Dataset entries:
══════════════════════════════

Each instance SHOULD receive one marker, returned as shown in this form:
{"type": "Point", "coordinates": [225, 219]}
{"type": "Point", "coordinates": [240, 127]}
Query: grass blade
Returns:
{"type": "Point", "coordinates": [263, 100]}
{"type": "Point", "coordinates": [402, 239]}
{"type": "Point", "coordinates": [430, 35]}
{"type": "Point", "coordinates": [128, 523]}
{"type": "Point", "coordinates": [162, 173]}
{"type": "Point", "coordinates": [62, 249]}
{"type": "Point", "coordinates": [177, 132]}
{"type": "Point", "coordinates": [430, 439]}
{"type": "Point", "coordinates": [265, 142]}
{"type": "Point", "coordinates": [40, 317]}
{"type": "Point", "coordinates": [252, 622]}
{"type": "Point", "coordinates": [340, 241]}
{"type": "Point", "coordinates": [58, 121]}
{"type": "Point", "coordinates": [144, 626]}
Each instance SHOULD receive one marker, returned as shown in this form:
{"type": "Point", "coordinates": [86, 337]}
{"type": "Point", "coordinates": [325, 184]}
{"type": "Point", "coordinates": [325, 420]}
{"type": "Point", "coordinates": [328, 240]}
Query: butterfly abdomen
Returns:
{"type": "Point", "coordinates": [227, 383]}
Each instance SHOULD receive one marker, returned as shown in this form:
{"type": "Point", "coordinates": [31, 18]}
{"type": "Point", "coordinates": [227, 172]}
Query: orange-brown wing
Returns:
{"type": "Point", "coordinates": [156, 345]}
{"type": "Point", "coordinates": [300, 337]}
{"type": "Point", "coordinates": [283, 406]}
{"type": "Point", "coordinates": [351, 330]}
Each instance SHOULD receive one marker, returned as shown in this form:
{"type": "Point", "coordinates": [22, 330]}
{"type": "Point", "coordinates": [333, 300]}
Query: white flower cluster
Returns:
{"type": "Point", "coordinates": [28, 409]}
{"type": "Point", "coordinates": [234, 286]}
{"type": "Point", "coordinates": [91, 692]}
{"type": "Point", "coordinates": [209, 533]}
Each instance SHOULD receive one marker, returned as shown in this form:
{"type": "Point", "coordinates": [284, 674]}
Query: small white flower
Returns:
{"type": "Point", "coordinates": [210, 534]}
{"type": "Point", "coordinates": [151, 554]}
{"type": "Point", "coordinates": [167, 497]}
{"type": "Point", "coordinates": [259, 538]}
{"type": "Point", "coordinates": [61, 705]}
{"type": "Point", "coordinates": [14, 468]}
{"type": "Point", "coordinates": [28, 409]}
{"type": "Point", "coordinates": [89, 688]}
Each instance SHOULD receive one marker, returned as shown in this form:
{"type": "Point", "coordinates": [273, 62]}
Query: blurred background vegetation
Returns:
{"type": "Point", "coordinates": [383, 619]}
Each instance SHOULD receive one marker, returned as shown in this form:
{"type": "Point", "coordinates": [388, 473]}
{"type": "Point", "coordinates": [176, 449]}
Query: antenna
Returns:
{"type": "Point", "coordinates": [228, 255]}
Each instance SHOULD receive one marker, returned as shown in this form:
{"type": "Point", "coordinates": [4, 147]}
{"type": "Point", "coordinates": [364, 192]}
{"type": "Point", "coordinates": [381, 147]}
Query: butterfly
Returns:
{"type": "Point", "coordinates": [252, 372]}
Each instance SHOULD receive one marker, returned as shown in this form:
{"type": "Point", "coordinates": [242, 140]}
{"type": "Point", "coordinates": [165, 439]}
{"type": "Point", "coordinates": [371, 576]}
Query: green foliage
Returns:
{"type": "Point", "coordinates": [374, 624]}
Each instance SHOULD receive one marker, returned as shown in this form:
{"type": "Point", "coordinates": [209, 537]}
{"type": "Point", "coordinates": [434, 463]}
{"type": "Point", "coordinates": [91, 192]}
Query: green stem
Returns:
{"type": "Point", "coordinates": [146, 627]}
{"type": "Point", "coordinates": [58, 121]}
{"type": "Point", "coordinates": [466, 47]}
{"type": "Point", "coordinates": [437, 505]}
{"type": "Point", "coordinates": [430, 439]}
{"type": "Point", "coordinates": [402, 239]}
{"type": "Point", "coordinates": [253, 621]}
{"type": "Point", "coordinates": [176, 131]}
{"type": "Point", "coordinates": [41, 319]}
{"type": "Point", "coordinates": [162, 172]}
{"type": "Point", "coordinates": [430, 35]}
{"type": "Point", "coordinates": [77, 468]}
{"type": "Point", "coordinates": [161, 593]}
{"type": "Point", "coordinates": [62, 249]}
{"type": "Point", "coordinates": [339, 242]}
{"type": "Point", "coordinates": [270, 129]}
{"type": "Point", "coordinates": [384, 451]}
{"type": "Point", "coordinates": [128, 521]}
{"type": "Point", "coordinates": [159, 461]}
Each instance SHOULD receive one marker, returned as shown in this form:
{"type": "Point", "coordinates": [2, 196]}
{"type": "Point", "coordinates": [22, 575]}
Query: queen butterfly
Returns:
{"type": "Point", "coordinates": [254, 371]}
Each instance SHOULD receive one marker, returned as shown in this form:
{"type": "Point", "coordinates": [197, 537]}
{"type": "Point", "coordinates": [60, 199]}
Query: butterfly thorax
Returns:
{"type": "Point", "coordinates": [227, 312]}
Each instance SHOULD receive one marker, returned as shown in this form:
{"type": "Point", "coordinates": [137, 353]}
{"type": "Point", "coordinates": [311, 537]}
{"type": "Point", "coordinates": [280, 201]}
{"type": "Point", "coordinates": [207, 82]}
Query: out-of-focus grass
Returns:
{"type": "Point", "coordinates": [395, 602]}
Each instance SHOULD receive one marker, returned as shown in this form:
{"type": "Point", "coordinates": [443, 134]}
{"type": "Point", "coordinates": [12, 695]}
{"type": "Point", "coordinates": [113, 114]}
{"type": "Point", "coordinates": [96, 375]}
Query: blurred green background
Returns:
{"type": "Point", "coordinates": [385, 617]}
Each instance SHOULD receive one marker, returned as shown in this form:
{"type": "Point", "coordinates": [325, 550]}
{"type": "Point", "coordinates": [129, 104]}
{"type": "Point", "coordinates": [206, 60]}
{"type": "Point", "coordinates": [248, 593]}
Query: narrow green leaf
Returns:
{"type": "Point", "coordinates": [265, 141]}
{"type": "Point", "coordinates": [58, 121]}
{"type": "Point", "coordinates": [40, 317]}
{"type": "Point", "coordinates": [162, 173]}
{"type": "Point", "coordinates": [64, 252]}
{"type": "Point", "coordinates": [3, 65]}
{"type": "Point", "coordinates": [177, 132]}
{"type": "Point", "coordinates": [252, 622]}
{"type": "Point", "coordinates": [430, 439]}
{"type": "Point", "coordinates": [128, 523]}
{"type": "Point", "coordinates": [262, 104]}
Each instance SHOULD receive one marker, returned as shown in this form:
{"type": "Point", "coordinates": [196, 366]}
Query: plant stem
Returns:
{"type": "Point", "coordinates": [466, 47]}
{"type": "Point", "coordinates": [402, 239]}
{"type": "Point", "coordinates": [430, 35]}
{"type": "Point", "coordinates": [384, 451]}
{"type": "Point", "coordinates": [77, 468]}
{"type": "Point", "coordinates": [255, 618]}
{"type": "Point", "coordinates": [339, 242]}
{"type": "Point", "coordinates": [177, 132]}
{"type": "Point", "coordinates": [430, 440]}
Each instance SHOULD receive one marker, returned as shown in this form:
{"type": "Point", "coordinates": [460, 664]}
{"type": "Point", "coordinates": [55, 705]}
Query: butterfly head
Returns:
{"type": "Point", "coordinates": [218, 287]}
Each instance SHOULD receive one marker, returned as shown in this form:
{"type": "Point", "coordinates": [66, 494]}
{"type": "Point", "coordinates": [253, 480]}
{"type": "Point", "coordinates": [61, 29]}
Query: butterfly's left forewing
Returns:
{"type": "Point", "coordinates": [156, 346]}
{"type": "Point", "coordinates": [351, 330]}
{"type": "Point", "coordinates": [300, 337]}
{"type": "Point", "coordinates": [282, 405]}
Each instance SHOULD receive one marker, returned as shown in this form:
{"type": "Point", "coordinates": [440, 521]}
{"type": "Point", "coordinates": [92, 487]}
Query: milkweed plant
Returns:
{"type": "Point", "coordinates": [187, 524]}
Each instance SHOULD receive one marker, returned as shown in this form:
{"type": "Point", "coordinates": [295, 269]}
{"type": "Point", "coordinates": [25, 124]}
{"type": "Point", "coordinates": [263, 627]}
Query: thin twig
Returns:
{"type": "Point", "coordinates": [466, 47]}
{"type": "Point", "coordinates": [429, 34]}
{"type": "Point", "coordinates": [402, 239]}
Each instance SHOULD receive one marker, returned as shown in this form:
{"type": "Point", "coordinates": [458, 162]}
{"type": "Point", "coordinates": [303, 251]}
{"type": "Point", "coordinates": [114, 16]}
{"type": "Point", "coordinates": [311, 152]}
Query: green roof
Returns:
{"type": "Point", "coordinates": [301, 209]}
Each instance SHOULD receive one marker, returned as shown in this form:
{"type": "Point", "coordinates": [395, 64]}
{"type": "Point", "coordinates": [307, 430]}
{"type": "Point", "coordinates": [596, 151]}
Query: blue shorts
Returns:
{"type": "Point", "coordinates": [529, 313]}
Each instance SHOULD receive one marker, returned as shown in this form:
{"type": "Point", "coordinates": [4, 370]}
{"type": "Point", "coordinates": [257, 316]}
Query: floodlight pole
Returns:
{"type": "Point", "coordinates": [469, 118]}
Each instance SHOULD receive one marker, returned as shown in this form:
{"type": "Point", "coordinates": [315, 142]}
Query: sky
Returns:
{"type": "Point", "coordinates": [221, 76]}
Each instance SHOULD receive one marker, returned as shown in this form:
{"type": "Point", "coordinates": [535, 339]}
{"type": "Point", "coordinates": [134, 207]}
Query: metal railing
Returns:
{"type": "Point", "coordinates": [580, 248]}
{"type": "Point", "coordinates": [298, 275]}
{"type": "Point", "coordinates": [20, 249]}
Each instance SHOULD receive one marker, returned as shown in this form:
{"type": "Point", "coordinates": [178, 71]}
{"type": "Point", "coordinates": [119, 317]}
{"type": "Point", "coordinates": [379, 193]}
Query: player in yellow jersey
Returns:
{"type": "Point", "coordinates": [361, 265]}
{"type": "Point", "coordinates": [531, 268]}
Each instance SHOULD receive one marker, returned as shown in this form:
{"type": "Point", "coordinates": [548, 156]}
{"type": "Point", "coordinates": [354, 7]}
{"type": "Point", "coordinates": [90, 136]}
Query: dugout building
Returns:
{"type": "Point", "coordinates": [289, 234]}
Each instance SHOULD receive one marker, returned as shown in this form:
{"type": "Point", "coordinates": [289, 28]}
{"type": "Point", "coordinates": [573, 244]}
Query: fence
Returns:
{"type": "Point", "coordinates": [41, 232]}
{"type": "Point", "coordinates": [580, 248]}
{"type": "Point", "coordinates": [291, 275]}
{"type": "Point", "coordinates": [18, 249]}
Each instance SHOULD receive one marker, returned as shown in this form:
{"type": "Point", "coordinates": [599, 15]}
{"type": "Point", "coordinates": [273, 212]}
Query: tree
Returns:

══════════════════════════════

▸ Exercise requirements: Where a line above contains the string "butterfly", copy that line.

▸ Output for this task:
Query: butterfly abdomen
Query: butterfly
Query: queen butterfly
Query: butterfly thorax
Query: butterfly head
Query: butterfly's left forewing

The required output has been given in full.